» Required task 1
Make a numbered list of everything in the rows below, from the line containing "[tag] car side mirror" down to the line containing "Target: car side mirror", with both of those lines included and blank lines left out. List nothing else.

» Text segment
— Begin —
A Cheyenne attorney says Jackson Hole Airport’s professed exemption from the Wyoming Public Records Act could have broad ramifications, eliminating paper-trail transparency now thought to be required by political subdivisions around the state.

That was an opening contention posed by Bruce Moats, an open government specialist who is fighting a Teton County District Court ruling in the airport’s favor. (Disclosure: Moats occasionally represents the News&Guide.) Arguments by Moats and Holland and Hart attorney Susan Combs, representing the airport, were exchanged Nov. 14 in the Supreme Court of Wyoming.

“It’s a very important case for public access statewide,” Moats told the court’s five justices, “because potentially it could exempt from the [Wyoming] Public Records Act these special districts that are replete across the state and spend millions of dollars on behalf of the public.

“If the Jackson Hole Airport Board is right ... special districts would be exempt from the bulk of the records that are [now] available to the public,” he said. “Those would be out of reach of residents and the media.”

The case, brought by Wyoming Jet Center, stems from Jackson Hole Airport’s $26 million purchase of Jackson Hole Aviation, the fixed-based operator that manages the private, charter and corporate plane services at the airstrip 10 miles north of Town Square.

In 2017 Jet Center founder Greg Herrick proposed to compete with Jackson Hole Aviation by forming a second FBO. The airport board unanimously voted to purchase the business instead, a maneuver that fit an exemption from the Federal Aviation Administration’s general requirement to accommodate competition.

Amid the controversy, Herrick and Moats sought an array of documents, such as emails and reports about the potential purchase. When some records were withheld, it came out that the airport, which is a joint powers board, considered itself exempt from the transparency prescribed in the Wyoming Public Records Act. Instead, airport attorneys argued, the airport must abide only with a separate public records act for “special districts” that lists specific records that must be maintained.

Before the Supreme Court, the airport’s attorney Combs contended that Special District Public Records and Meetings Act, passed in 2010, was intended to ease the burden of maintaining records and strike a balance with the public’s right to know what its governments are up to.

The law requires cemetery districts, airport joint powers boards and 26 other types of special districts to give notice about public meetings, and file their records with county clerks. The act specifies that meeting minutes, audits, financial statements, election results, budgets, bylaws and more must be kept, but it does not list other records such as communications like emails.

Airport officials have said they are voluntarily committed to abiding by the 1969 Wyoming Public Records Act, though at the same time have taken steps to establish they’re not legally required to do so.
— End —
» Record set
— Begin —
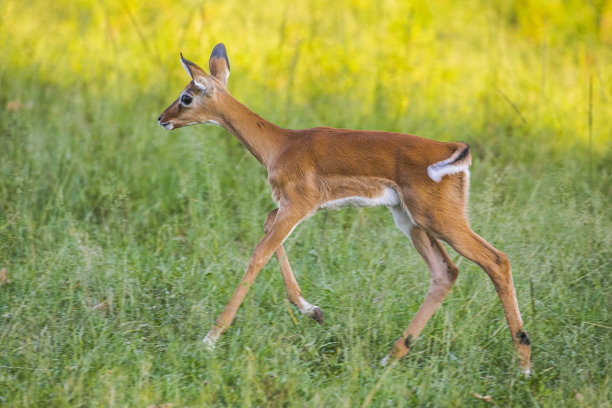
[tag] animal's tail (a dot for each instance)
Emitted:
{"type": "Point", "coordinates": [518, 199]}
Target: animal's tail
{"type": "Point", "coordinates": [459, 161]}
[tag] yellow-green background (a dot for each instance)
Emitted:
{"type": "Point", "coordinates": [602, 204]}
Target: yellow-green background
{"type": "Point", "coordinates": [101, 206]}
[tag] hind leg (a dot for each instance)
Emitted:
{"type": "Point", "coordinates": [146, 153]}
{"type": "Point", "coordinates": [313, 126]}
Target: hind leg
{"type": "Point", "coordinates": [495, 263]}
{"type": "Point", "coordinates": [443, 274]}
{"type": "Point", "coordinates": [294, 294]}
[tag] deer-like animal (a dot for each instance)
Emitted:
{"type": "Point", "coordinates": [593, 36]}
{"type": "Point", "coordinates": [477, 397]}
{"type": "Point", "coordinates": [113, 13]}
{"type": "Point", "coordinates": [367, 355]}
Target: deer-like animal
{"type": "Point", "coordinates": [423, 182]}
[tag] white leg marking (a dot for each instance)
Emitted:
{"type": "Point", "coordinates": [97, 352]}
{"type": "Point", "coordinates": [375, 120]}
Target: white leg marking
{"type": "Point", "coordinates": [209, 342]}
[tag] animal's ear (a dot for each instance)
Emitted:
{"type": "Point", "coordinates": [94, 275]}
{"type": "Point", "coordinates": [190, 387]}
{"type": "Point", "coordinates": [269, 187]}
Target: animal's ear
{"type": "Point", "coordinates": [219, 63]}
{"type": "Point", "coordinates": [196, 73]}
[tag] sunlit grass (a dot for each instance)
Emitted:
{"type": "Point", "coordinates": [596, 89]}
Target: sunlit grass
{"type": "Point", "coordinates": [123, 241]}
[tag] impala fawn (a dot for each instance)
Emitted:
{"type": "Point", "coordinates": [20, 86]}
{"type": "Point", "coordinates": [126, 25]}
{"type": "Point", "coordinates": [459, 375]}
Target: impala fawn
{"type": "Point", "coordinates": [423, 182]}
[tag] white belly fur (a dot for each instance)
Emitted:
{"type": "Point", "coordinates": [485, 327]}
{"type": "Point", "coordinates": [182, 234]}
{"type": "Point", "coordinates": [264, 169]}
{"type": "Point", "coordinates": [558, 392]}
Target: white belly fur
{"type": "Point", "coordinates": [389, 198]}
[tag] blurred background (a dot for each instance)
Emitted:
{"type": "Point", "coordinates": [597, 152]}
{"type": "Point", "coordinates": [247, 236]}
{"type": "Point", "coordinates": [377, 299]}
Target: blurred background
{"type": "Point", "coordinates": [120, 241]}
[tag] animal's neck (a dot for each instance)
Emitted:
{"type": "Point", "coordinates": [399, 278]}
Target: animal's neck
{"type": "Point", "coordinates": [261, 137]}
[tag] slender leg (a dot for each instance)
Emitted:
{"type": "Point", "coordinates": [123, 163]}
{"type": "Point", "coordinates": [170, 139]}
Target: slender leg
{"type": "Point", "coordinates": [294, 294]}
{"type": "Point", "coordinates": [443, 273]}
{"type": "Point", "coordinates": [279, 230]}
{"type": "Point", "coordinates": [495, 263]}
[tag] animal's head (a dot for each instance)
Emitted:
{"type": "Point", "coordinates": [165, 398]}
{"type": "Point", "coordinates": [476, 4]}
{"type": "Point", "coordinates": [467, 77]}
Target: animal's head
{"type": "Point", "coordinates": [199, 102]}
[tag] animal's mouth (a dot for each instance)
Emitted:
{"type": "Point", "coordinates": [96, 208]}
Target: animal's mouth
{"type": "Point", "coordinates": [167, 125]}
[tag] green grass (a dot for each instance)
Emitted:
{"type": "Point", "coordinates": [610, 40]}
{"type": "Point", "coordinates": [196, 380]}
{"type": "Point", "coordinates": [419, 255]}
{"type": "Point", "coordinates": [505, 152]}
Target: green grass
{"type": "Point", "coordinates": [98, 203]}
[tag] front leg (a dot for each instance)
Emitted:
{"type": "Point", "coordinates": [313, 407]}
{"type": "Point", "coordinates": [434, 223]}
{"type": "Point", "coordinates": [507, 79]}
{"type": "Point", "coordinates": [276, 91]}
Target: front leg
{"type": "Point", "coordinates": [294, 293]}
{"type": "Point", "coordinates": [286, 219]}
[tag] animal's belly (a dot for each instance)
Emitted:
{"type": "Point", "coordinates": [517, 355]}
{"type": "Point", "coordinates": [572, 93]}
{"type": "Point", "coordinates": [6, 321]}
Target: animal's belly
{"type": "Point", "coordinates": [389, 198]}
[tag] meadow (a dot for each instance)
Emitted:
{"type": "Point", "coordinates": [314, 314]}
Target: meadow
{"type": "Point", "coordinates": [121, 241]}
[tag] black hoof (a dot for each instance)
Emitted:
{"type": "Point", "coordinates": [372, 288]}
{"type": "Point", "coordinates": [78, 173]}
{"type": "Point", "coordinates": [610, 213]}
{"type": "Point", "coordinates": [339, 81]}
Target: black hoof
{"type": "Point", "coordinates": [317, 314]}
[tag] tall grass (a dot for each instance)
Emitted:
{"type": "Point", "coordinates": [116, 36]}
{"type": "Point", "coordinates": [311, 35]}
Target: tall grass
{"type": "Point", "coordinates": [123, 241]}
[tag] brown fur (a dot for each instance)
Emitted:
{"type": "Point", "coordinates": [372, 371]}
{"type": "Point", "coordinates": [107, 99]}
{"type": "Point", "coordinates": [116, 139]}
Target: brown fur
{"type": "Point", "coordinates": [307, 168]}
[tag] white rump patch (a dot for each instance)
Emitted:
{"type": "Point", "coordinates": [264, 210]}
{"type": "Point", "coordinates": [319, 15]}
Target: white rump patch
{"type": "Point", "coordinates": [436, 173]}
{"type": "Point", "coordinates": [389, 198]}
{"type": "Point", "coordinates": [442, 168]}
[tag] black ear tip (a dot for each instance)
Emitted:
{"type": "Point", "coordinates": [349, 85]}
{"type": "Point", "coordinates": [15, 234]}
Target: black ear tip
{"type": "Point", "coordinates": [220, 52]}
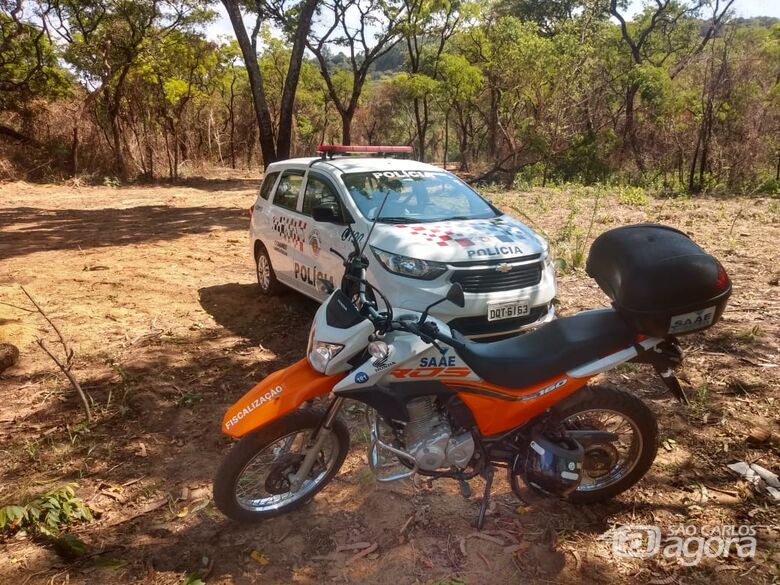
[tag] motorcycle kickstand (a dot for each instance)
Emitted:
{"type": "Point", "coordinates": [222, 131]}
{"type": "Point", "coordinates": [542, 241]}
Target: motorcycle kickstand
{"type": "Point", "coordinates": [489, 472]}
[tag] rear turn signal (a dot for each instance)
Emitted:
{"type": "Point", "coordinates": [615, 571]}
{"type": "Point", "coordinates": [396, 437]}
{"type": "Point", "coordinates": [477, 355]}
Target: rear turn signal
{"type": "Point", "coordinates": [723, 278]}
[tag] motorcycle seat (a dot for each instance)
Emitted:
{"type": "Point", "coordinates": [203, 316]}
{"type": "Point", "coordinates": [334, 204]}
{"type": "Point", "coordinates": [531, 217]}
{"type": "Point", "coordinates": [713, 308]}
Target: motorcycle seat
{"type": "Point", "coordinates": [551, 350]}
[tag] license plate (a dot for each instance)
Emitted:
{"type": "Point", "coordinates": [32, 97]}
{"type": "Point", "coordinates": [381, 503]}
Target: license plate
{"type": "Point", "coordinates": [510, 310]}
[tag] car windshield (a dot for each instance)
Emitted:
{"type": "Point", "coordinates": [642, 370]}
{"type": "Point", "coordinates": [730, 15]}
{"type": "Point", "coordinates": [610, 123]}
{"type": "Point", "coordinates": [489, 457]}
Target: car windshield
{"type": "Point", "coordinates": [415, 197]}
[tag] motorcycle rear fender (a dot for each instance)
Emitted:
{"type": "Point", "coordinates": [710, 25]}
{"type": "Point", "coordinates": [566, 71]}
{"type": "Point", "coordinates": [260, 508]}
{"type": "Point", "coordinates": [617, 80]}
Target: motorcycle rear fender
{"type": "Point", "coordinates": [277, 395]}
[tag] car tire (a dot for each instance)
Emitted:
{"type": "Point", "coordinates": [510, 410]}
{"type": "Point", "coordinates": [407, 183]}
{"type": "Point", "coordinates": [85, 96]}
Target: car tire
{"type": "Point", "coordinates": [266, 277]}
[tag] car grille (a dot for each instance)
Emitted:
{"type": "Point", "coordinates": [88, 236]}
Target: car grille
{"type": "Point", "coordinates": [471, 326]}
{"type": "Point", "coordinates": [486, 280]}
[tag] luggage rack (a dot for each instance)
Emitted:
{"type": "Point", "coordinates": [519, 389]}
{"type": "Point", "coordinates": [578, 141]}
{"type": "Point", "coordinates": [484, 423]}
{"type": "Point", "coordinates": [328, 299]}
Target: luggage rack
{"type": "Point", "coordinates": [329, 151]}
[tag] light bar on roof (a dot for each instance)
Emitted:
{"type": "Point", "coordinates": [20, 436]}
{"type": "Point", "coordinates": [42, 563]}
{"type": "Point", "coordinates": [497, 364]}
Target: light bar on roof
{"type": "Point", "coordinates": [343, 149]}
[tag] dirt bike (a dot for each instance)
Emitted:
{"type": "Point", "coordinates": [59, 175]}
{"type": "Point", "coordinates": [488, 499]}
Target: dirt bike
{"type": "Point", "coordinates": [442, 406]}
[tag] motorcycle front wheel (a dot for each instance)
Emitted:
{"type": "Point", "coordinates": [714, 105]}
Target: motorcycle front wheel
{"type": "Point", "coordinates": [252, 481]}
{"type": "Point", "coordinates": [610, 468]}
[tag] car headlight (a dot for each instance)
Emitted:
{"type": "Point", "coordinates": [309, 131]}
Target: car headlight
{"type": "Point", "coordinates": [321, 352]}
{"type": "Point", "coordinates": [411, 267]}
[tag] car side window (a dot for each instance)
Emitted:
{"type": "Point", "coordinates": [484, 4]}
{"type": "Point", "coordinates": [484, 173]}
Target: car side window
{"type": "Point", "coordinates": [288, 190]}
{"type": "Point", "coordinates": [318, 192]}
{"type": "Point", "coordinates": [268, 184]}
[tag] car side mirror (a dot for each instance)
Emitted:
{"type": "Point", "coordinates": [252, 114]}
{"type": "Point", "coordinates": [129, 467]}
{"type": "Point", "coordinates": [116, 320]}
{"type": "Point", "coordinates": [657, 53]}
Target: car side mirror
{"type": "Point", "coordinates": [455, 295]}
{"type": "Point", "coordinates": [327, 214]}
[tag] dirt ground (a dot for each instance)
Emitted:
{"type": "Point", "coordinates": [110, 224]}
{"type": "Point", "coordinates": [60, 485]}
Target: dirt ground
{"type": "Point", "coordinates": [153, 286]}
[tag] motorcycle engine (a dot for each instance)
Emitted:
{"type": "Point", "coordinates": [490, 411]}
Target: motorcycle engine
{"type": "Point", "coordinates": [429, 439]}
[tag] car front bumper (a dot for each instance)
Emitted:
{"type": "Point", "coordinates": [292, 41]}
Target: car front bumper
{"type": "Point", "coordinates": [471, 320]}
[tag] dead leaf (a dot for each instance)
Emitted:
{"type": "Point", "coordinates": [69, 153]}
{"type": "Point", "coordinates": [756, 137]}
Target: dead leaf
{"type": "Point", "coordinates": [352, 546]}
{"type": "Point", "coordinates": [259, 558]}
{"type": "Point", "coordinates": [362, 554]}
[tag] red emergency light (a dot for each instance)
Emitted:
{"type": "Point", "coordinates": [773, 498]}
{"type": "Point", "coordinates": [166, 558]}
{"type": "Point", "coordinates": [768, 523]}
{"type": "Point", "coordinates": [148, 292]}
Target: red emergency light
{"type": "Point", "coordinates": [331, 149]}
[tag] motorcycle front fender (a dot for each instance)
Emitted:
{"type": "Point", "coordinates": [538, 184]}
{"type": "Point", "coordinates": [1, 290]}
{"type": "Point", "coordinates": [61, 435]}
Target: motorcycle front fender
{"type": "Point", "coordinates": [277, 395]}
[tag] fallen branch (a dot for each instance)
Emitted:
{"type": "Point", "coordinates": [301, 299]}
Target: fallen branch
{"type": "Point", "coordinates": [362, 554]}
{"type": "Point", "coordinates": [66, 366]}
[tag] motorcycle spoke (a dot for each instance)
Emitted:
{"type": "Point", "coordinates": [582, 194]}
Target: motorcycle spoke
{"type": "Point", "coordinates": [621, 454]}
{"type": "Point", "coordinates": [252, 486]}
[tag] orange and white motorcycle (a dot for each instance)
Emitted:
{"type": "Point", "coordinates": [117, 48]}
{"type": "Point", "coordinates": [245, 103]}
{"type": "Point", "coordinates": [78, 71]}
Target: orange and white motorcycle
{"type": "Point", "coordinates": [442, 406]}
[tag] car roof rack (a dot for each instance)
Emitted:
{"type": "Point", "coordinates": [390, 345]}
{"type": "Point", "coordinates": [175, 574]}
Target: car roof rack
{"type": "Point", "coordinates": [330, 150]}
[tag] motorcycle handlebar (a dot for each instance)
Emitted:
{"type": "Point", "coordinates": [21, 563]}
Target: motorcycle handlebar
{"type": "Point", "coordinates": [429, 332]}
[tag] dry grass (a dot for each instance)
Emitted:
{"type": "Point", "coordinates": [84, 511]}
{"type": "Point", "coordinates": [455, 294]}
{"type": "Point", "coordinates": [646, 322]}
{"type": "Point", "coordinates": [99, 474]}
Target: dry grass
{"type": "Point", "coordinates": [153, 287]}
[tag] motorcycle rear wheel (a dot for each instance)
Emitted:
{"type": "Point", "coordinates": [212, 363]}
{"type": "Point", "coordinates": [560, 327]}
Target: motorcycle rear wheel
{"type": "Point", "coordinates": [608, 409]}
{"type": "Point", "coordinates": [252, 483]}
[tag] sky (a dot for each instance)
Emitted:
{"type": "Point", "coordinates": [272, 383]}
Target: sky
{"type": "Point", "coordinates": [744, 8]}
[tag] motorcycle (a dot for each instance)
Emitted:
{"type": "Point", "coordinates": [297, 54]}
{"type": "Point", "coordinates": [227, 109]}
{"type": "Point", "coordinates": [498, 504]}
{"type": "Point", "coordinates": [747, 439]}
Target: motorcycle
{"type": "Point", "coordinates": [439, 405]}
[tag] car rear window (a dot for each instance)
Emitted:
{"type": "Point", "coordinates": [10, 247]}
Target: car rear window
{"type": "Point", "coordinates": [268, 184]}
{"type": "Point", "coordinates": [416, 197]}
{"type": "Point", "coordinates": [288, 190]}
{"type": "Point", "coordinates": [318, 192]}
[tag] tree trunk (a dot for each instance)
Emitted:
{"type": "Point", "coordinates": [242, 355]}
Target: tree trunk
{"type": "Point", "coordinates": [421, 121]}
{"type": "Point", "coordinates": [284, 137]}
{"type": "Point", "coordinates": [446, 137]}
{"type": "Point", "coordinates": [629, 130]}
{"type": "Point", "coordinates": [74, 151]}
{"type": "Point", "coordinates": [264, 122]}
{"type": "Point", "coordinates": [346, 127]}
{"type": "Point", "coordinates": [492, 145]}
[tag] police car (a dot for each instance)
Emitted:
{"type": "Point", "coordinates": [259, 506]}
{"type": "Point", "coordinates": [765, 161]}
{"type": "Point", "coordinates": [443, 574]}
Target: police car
{"type": "Point", "coordinates": [432, 230]}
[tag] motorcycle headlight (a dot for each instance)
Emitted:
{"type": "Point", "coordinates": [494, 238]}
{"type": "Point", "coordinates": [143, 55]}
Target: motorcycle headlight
{"type": "Point", "coordinates": [321, 352]}
{"type": "Point", "coordinates": [411, 267]}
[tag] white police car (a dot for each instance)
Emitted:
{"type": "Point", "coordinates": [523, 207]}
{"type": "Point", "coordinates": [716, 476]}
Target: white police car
{"type": "Point", "coordinates": [433, 230]}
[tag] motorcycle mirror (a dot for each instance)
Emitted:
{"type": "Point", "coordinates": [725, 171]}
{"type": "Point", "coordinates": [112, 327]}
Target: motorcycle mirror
{"type": "Point", "coordinates": [328, 214]}
{"type": "Point", "coordinates": [455, 295]}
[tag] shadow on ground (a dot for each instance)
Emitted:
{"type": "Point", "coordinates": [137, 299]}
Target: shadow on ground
{"type": "Point", "coordinates": [242, 310]}
{"type": "Point", "coordinates": [27, 230]}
— End —
» Required task 2
According to the article on Jackson Hole Airport, how much did the airport pay to buy Jackson Hole Aviation?

» Complete output 1
1. [tag] car side mirror (a dot for each instance)
2. Emitted:
3. {"type": "Point", "coordinates": [252, 114]}
4. {"type": "Point", "coordinates": [129, 467]}
5. {"type": "Point", "coordinates": [116, 320]}
6. {"type": "Point", "coordinates": [657, 53]}
7. Target: car side mirror

» Complete output 2
$26 million.